[INSTRUÇÃO ESCRITA] Cite da entrevista o trecho que começa em "E a gestão do" e termina em "a língua portuguesa?".

[TEXTO DA PÁGINA]
——————————
Nasceu em Lisboa, viveu o Brasil, foi educado em França. Foi diplomata em muitos lugares do mundo. Até 2003. Desde então vive no Estoril. Como está a ser este sedentarismo?
Não é pelo gosto do paradoxo, mas não gosto verdadeiramente de viajar. Gosto de ir aos sítios que conheço, gosto de ir a Itália, à França; a Inglaterra não tenho tido oportunidade de ir. São países que conheço e admiro, cuja cultura me é familiar. Mas não me apetece nada agora ir para a Tailândia ou para o Senegal, ou para o Canadá. Por força da minha profissão tive de o fazer, em grande parte por causa dos estudos dos meus filhos, ficámos seis anos em Bruxelas, e depois oito ou nove em Portugal, o que é muito tempo para um diplomata. Mas gosto muito desta casa, gosto de vir a Cascais, tenho aqui amigos e não faço da viagem o suprassumo. E difícil explicar, mas agora não me sinto sedentário.

A sua vida foi sempre a prazo nos sítios.
Sim. Isso acabou. É curioso, o diplomata vai para um posto e está marcado. Mas não fica mais do que três ou quatro anos. Há uma relação com o tempo fixada de antemão. Um ano para conhecer os sítios, os cantos à casa, o segundo e terceiro anos para retirar os rendimentos do investimento em termos pessoais e profissionais, e o último ano que já é de despedida, em que se está com o pé no estribo. 

Como é que, quotidianamente, gere o tempo e a relação com essa geografia de passagem?
Julgo que se vive muito mais para si e consigo próprio por causa disso mesmo; porque não se é um turista. O turista vai com uma espécie de deslumbramento antecipado. Quando se é diplomata tem-se uma profissão e é-se sempre diplomata mesmo ao domingo; é-se sempre diplomata quando se está a viajar. O diplomata está sempre circunscrito a deveres e a uma maneira de estar. Vive-se muito mais para a leitura. Muitas pessoas criticaram o meu Diário da Índia, dizendo que tinha pouco da Índia. No fim acrescentei algumas páginas onde recordo um pouco a Índia porque tive a impressão de que ela era a grande omissão daquele livro; tive a necessidade de recapitular, de reavivar, de reinventar a Índia. Mas a gente vive da leitura, vive dos amigos, da família. Nunca pensei em mim entre ser sedentário e nómada. Por outro lado, se aos 30 anos me dissessem que iria ficar 30 anos em Portugal talvez ficasse aflito.

E a gestão do tempo?
Há em mim um sentido muito aguçado do tempo. Tenho, de uma maneira quase doentia, a sensação de transitoriedade das coisas, da precariedade das situações, da contingência. Escrever seja o que for é colmatar essa sensação de ausência, essa espécie de orfandade. Tenho muito a sensação de ser póstumo. Hoje em dia tenho ainda mais, na medida em que já tive três cancros, e em que tenho 78 anos de idade. Cheguei ao fim da picada, como se diz. Isso acrescido da sensação muito premente do correr do tempo que tinha desde os 15, 16, 17 anos.

É filho de um diplomata, de alguém que também andou pelo mundo. Como é que construiu a sua relação com a língua portuguesa?
——————————
[DADOS FORNECIDOS]
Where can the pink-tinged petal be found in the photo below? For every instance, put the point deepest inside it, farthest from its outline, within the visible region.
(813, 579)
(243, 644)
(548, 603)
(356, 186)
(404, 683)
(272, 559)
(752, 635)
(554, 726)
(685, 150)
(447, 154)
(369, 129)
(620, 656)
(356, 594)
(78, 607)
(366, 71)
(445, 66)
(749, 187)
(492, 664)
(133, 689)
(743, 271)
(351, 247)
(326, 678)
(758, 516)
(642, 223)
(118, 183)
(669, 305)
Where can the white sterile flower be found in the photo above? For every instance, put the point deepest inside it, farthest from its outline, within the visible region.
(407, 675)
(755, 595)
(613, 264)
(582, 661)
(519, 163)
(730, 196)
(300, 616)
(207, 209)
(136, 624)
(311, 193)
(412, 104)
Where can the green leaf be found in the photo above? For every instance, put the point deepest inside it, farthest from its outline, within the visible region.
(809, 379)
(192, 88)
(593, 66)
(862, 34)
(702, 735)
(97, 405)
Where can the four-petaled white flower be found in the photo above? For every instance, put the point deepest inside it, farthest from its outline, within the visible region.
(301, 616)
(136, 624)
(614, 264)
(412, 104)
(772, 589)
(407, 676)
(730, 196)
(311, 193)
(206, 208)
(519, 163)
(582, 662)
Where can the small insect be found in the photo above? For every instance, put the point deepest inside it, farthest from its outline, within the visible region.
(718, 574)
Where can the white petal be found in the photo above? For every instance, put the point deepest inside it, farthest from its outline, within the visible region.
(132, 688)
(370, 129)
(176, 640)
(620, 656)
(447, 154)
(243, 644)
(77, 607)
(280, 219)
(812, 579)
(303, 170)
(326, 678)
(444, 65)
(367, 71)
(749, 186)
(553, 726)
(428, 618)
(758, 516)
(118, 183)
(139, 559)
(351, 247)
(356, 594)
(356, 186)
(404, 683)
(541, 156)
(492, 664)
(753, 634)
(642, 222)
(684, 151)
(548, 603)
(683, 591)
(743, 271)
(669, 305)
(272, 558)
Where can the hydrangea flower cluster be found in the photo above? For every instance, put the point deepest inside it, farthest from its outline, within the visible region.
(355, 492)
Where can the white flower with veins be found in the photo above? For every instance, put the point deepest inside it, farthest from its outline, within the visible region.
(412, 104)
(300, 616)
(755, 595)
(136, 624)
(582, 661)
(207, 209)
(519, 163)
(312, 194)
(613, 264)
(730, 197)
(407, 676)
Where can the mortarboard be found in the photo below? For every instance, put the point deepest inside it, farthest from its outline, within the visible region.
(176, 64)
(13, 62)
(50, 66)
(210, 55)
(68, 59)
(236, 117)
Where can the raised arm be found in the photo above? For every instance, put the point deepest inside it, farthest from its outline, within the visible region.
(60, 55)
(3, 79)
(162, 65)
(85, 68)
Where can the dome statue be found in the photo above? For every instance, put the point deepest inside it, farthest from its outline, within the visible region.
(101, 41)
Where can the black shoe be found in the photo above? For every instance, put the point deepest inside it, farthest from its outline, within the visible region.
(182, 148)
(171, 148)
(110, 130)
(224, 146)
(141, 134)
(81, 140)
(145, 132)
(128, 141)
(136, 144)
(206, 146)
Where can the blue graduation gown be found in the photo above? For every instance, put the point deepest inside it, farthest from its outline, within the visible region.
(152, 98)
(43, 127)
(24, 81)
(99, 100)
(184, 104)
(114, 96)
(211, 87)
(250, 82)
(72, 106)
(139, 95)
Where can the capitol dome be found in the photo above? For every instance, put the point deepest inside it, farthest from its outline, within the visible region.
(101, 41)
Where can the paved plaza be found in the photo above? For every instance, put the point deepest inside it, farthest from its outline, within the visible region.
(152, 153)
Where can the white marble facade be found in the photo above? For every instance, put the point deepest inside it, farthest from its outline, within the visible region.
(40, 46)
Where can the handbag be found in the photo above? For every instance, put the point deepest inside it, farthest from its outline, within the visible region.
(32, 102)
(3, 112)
——————————
[SOLUÇÃO DO PROBLEMA]
E a gestão do tempo?
Há em mim um sentido muito aguçado do tempo. Tenho, de uma maneira quase doentia, a sensação de transitoriedade das coisas, da precariedade das situações, da contingência. Escrever seja o que for é colmatar essa sensação de ausência, essa espécie de orfandade. Tenho muito a sensação de ser póstumo. Hoje em dia tenho ainda mais, na medida em que já tive três cancros, e em que tenho 78 anos de idade. Cheguei ao fim da picada, como se diz. Isso acrescido da sensação muito premente do correr do tempo que tinha desde os 15, 16, 17 anos.

É filho de um diplomata, de alguém que também andou pelo mundo. Como é que construiu a sua relação com a língua portuguesa?